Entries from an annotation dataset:
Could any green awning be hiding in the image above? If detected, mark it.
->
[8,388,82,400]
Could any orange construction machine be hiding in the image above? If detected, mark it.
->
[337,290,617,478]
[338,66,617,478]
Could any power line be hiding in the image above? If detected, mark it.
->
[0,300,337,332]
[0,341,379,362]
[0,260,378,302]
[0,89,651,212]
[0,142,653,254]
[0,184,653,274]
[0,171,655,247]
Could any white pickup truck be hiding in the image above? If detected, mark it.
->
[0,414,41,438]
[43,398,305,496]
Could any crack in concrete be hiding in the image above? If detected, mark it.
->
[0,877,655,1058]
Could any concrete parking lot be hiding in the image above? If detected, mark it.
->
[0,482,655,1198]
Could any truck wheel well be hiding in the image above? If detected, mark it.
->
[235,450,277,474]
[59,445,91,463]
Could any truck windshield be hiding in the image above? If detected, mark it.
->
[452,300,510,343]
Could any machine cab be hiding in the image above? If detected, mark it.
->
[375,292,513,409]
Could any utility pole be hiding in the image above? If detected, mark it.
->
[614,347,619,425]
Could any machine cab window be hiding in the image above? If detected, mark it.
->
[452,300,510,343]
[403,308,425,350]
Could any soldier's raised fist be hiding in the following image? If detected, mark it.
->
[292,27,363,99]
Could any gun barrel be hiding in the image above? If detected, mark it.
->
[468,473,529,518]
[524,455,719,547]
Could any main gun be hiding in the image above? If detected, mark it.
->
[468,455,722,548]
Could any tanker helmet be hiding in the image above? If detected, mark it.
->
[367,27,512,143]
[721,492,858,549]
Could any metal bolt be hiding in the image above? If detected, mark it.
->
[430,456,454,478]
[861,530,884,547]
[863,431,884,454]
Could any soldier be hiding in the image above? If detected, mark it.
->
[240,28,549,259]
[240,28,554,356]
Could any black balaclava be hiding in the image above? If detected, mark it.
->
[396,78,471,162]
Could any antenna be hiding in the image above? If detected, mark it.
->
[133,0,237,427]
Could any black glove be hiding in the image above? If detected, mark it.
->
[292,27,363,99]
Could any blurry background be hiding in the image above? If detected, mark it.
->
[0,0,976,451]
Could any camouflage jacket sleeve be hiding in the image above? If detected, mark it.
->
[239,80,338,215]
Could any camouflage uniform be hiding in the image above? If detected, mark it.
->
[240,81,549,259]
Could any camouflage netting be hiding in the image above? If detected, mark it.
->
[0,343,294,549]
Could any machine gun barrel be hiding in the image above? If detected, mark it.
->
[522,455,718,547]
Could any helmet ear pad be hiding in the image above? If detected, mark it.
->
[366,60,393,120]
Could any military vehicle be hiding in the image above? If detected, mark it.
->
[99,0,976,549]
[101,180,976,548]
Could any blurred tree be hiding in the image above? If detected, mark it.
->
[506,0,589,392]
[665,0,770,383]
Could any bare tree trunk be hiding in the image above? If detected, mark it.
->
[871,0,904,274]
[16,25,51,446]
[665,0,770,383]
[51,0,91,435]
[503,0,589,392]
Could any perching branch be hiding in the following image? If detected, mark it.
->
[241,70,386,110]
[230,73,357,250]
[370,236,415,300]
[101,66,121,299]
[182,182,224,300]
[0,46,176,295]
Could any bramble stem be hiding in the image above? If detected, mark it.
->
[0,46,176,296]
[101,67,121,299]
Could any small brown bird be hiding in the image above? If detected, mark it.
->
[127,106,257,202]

* _Exercise task_:
Copy every one of the entries above word for word, changing nothing.

* _Reply_:
Could any green awning be hiding in the image above? If detected, mark it.
->
[8,388,82,400]
Could any orange construction machine be hiding in the image above? If detected, mark it.
->
[337,290,617,478]
[338,66,617,478]
Could any power line be hiding in the image above? If detected, mark it.
->
[0,300,337,332]
[0,341,379,362]
[0,260,378,302]
[0,89,651,212]
[0,142,653,254]
[0,184,653,274]
[0,171,655,247]
Could any white pickup truck be hiding in the image above? If detected, mark it.
->
[0,414,41,438]
[43,398,305,496]
Could any crack in concrete be hiding in the image above? If detected, mark it.
->
[0,877,655,1058]
Could any concrete parking lot be hiding in the image above? If detected, mark it.
->
[0,482,655,1198]
Could any truck wheel well be hiding in the image above? If detected, mark it.
->
[235,450,277,474]
[59,445,91,463]
Could any truck windshield be hiding in the image above? If detected, mark it.
->
[452,300,510,343]
Could any machine cab be hiding in the image above? If detected, mark it.
->
[375,292,513,409]
Could any utility pole be hiding in the image above? If detected, mark it.
->
[614,347,619,425]
Could any machine cab window be hiding in the image above? If detected, mark it.
->
[452,300,510,343]
[403,308,425,350]
Could any soldier's raised fist be hiding in the following image? If detected, mark it.
->
[292,27,363,99]
Could any gun barrel be hiding in the image above? If detected, mark it.
->
[468,473,529,518]
[524,455,719,547]
Could any main gun be hiding in the image above? If detected, mark it.
->
[468,455,722,548]
Could any tanker helmet be hiding in the image above? If detected, mark it.
->
[367,27,512,143]
[721,492,858,549]
Could any metal bolt be hiding in the image above? If detected, mark it.
->
[430,456,454,478]
[861,530,884,547]
[863,431,884,454]
Could any soldier be hiding in the image above? If detected, mark it.
->
[240,28,549,259]
[240,28,554,356]
Could any black balaclava be hiding in the image above? If detected, mark it.
->
[396,78,471,162]
Could any antenna be hiding in the image above? If detected, mark it.
->
[133,0,237,427]
Could any black glove be hiding in the image above? If detected, mark it.
->
[292,27,363,99]
Could any blurry background be hiding in the image above? If detected, mark it.
->
[0,0,976,451]
Could any camouflage jacket sleeve be hiding in the image above? If detected, mark it.
->
[239,80,338,215]
Could any camouflage uniform be hiding in the image above? If detected, mark it.
->
[240,81,549,259]
Could any camouflage netting be hiding in the image above? If detected, mark it.
->
[0,343,294,549]
Could any machine gun barrel be hiding in the image above? If detected, mark it.
->
[522,455,718,547]
Could any helmet ear pad be hiding in the image above? If detected, mark it.
->
[366,60,393,120]
Could any military vehicle be hiding in the image above? If detected, mark it.
->
[99,0,976,549]
[101,180,976,548]
Could any blurred tree be hiding in the image above? If detected, mark it.
->
[506,0,589,392]
[665,0,770,383]
Could any bare tree trunk be hiding in the image above? If detected, mark it.
->
[871,0,904,274]
[16,25,51,446]
[665,0,770,383]
[51,0,91,435]
[503,0,589,392]
Could any perching branch be hiding in the following image? If detected, mark it.
->
[241,70,386,110]
[230,73,357,250]
[370,236,415,300]
[101,66,121,299]
[182,182,224,300]
[0,46,176,295]
Could any bramble stem be hiding in the image above? If detected, mark it.
->
[0,46,176,296]
[101,67,121,299]
Could any small brown bird be hiding in the image above? If detected, mark it.
->
[127,106,257,202]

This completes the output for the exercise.